=== Aim ===
Reproduce everything from the line containing "Where can you see the arched" down to the line containing "(1193, 707)", both included, with the requests kept unchanged and every coordinate in the answers multiplied by 1.7 and rounded to a whole number, halves rounding up. Give only those lines.

=== Dataset extract ===
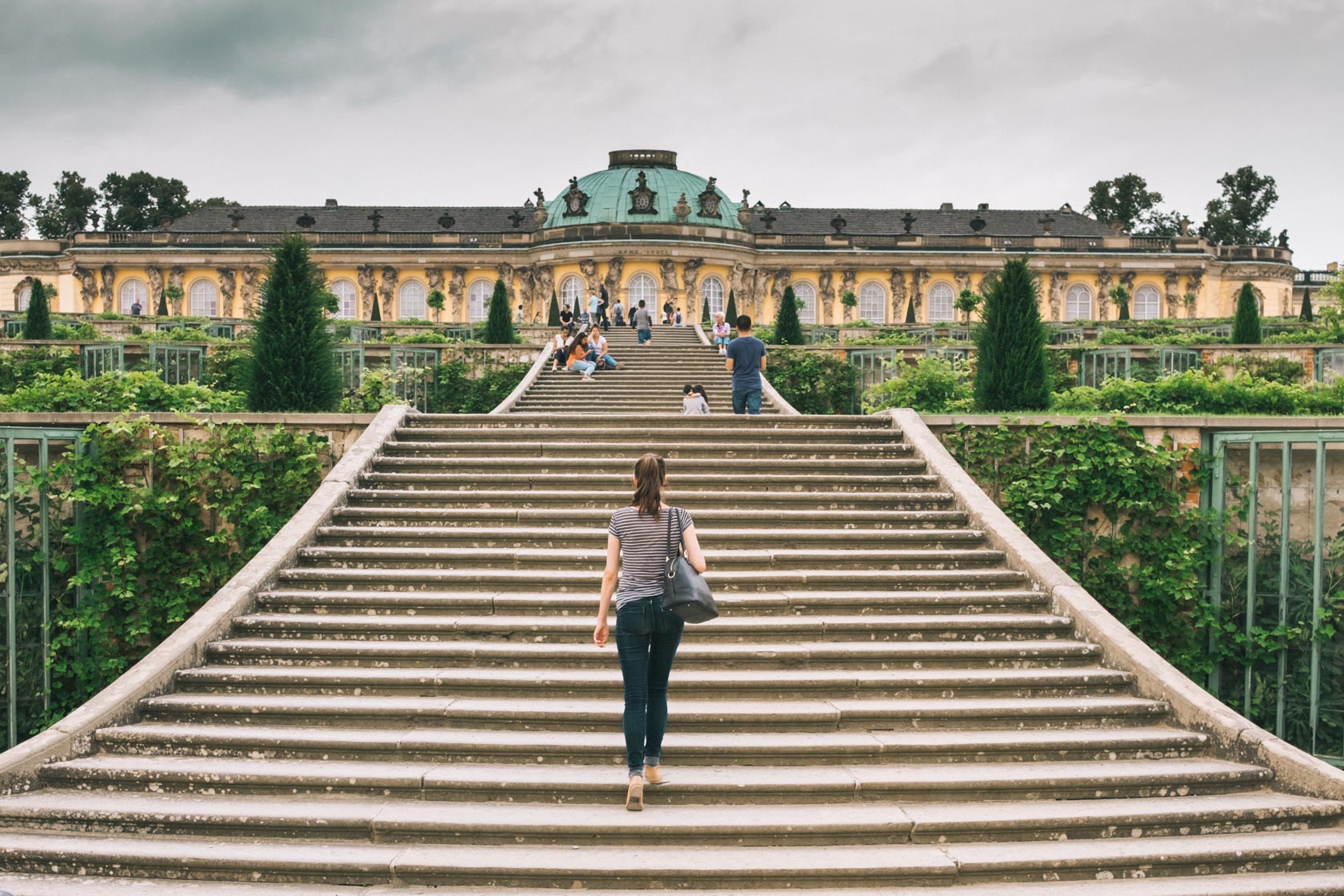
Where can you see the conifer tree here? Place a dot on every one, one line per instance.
(292, 366)
(1246, 324)
(788, 330)
(499, 326)
(38, 322)
(1011, 372)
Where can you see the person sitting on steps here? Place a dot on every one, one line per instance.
(646, 637)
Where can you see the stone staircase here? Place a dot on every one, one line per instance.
(885, 706)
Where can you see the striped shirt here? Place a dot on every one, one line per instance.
(644, 551)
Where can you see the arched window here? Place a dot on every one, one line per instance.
(642, 286)
(1078, 304)
(806, 296)
(1148, 304)
(346, 304)
(132, 292)
(873, 302)
(478, 300)
(571, 292)
(711, 293)
(205, 298)
(941, 297)
(410, 300)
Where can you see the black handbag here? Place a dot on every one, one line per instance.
(684, 591)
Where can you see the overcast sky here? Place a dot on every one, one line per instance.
(1019, 104)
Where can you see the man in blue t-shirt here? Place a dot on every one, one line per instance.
(746, 360)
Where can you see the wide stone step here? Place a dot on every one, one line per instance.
(470, 602)
(723, 684)
(689, 747)
(774, 518)
(574, 714)
(594, 538)
(579, 500)
(764, 629)
(594, 558)
(589, 581)
(690, 448)
(816, 654)
(727, 825)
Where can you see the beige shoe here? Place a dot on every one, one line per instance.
(634, 794)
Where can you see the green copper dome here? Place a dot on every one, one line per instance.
(640, 187)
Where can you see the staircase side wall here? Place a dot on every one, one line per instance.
(185, 648)
(1193, 707)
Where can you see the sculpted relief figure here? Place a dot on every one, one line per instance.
(247, 289)
(156, 288)
(827, 293)
(108, 274)
(589, 269)
(226, 292)
(88, 288)
(367, 284)
(458, 293)
(614, 269)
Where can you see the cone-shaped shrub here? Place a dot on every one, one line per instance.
(292, 366)
(1011, 372)
(499, 326)
(38, 324)
(1246, 324)
(788, 330)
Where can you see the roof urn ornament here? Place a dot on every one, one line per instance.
(642, 198)
(710, 201)
(539, 213)
(682, 210)
(575, 201)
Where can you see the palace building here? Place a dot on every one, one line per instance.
(648, 230)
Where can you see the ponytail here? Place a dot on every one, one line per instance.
(650, 473)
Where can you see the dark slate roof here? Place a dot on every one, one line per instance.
(353, 219)
(930, 222)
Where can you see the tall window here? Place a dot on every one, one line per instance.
(711, 293)
(941, 298)
(571, 290)
(410, 300)
(205, 298)
(478, 300)
(642, 286)
(1148, 304)
(873, 302)
(1078, 304)
(346, 304)
(806, 296)
(132, 292)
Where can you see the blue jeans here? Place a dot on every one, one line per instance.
(646, 638)
(746, 401)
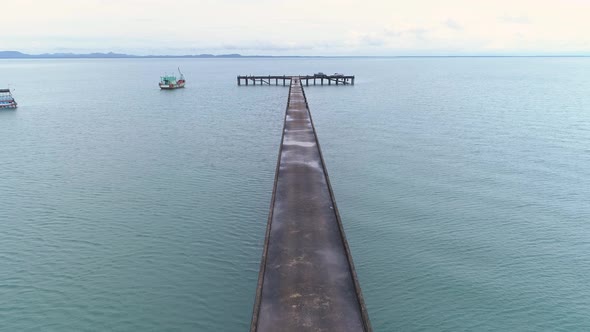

=== Written response ===
Where can you see the arched window here? Place a dot on every one, one line per instance.
(1091, 486)
(1833, 517)
(1370, 503)
(1952, 517)
(588, 517)
(224, 496)
(1484, 513)
(813, 510)
(971, 496)
(1209, 498)
(349, 507)
(1600, 505)
(697, 510)
Where can you see the black handbag here? Place a dot on every one, one line per instance.
(1163, 1005)
Where can you see the overcast sky here? Place a dot on every one, one line per instance.
(1732, 177)
Where can you see the man in blue t-shirt here? Place a dot on every one, one line per instance.
(1268, 612)
Where can you see the wide stone step here? Place a dot on every one, one line per instance.
(799, 1023)
(1229, 1163)
(1171, 1270)
(1316, 881)
(976, 1214)
(1010, 915)
(984, 850)
(1299, 1069)
(1010, 949)
(1001, 988)
(1173, 762)
(1387, 1112)
(1236, 1403)
Where can you see the beige shoe here? Place a dot on every one, one line per instance.
(1078, 1350)
Where can you see the green copper dome here? Place a dot on every one, one line per instance.
(1088, 318)
Where can you see the staircase side wall here? Place a dot on every one, one line per instance.
(315, 1102)
(2028, 1202)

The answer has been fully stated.